Position annotation records:
*****

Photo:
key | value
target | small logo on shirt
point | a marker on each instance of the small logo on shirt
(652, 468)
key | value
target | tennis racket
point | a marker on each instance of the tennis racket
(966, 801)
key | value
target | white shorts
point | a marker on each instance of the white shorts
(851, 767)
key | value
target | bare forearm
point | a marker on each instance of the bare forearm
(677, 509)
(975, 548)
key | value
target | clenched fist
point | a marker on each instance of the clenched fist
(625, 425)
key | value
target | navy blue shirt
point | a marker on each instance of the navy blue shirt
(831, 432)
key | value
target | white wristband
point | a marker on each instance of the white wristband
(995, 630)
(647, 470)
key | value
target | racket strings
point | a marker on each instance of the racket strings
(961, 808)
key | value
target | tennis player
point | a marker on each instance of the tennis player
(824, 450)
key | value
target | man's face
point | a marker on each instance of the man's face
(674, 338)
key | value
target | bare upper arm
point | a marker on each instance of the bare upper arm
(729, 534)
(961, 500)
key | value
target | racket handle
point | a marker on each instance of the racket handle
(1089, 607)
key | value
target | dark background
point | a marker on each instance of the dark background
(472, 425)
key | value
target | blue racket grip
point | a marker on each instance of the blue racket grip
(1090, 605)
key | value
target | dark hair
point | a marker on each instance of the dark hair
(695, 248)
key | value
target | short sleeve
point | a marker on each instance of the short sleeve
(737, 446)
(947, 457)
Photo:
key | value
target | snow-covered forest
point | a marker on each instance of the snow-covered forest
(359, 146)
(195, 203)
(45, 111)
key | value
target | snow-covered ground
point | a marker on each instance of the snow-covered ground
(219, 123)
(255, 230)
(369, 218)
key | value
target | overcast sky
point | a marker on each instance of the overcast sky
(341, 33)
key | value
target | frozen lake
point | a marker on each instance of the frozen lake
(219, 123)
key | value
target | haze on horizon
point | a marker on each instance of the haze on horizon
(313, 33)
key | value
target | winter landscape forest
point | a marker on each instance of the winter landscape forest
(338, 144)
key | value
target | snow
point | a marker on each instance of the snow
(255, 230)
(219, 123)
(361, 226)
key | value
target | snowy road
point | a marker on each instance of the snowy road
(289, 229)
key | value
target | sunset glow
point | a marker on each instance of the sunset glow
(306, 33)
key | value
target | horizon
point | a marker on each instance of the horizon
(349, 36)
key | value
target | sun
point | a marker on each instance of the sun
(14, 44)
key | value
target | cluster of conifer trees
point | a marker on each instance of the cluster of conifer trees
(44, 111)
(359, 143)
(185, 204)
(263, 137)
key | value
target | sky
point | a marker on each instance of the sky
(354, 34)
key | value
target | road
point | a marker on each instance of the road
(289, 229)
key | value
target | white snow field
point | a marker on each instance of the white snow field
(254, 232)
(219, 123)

*****

● To be done: Copy out all of the data exactly, leaving nothing out.

● Output below:
Photo:
key | value
target | small logo on shirt
point | a marker on each instance of the small logo on shirt
(652, 468)
key | value
target | tennis racket
point | a marker on each instance of the tennis racket
(966, 801)
key | value
target | white shorts
point | a marker on each instance of the white shorts
(851, 767)
key | value
target | bare forearm
point | a marker on each instance of the bare forearm
(677, 509)
(975, 548)
key | value
target | clenched fist
point | a marker on each instance of the clenched fist
(625, 425)
key | value
target | navy blue shirt
point | a marker on each instance of the navy blue shirt
(831, 432)
key | value
target | white wristband
point | a marker on each instance of the white wristband
(995, 630)
(647, 470)
key | value
target | racket strings
point | a marker on each instance of the racket strings
(961, 808)
key | value
target | tennis player
point | a marker on each instance of the tennis player
(824, 450)
key | value
target | man's face
point | a marker on each instance of the man's face
(674, 338)
key | value
target | bare upper arm
point | a marker on each instance of the bare upper arm
(729, 534)
(961, 500)
key | value
target | racket handle
point | a marker on each instance of the racket handle
(1089, 607)
key | value
target | dark background
point | a marker on each instance of the dark background
(472, 425)
key | value
target | blue racket grip
point | a marker on each instance of the blue racket grip
(1090, 605)
key | value
target | dark hair
point | a marker on each instance of the dark hair
(695, 248)
key | value
target | short sleeve
point | a marker on each instance of the short sleeve
(737, 446)
(947, 457)
Photo:
key | value
target | snow-covered forest
point | a marker on each instance of the snow-covered forest
(359, 146)
(195, 203)
(45, 111)
key | value
target | snow-covered ground
point | a marker on each instance of the snow-covered ground
(219, 123)
(255, 230)
(369, 218)
key | value
target | overcast sky
point | a marker on each instance of the overcast sky
(341, 33)
key | value
target | frozen lake
point | a marker on each instance of the frozen lake
(219, 123)
key | value
target | haze on horizon
point | a marker on each instance of the haze on horizon
(313, 33)
key | value
target | winter landscape forest
point | a marker on each instance of the winter landscape forest
(338, 144)
key | value
target | snow
point | a marker on each instance of the snow
(255, 230)
(219, 123)
(361, 226)
key | value
target | snowy road
point | a marker on each instance of the snowy road
(289, 229)
key | value
target | sunset glow
point | a marker on each instance of the sunset glow
(306, 33)
key | value
target | horizon
point | a marker on each instance of the horizon
(349, 36)
key | value
target | sun
point | a marker on each instance of the sun
(14, 44)
key | value
target | cluster of conifer trees
point | a marker on each instance of the cluster of conifer trees
(44, 111)
(359, 143)
(185, 204)
(263, 137)
key | value
target | sky
point | a marker on each instance of the sky
(354, 34)
key | value
target | road
point | a marker on each instance of the road
(289, 229)
key | value
target | white snow field
point | a marker on each instance of the white snow field
(254, 232)
(219, 123)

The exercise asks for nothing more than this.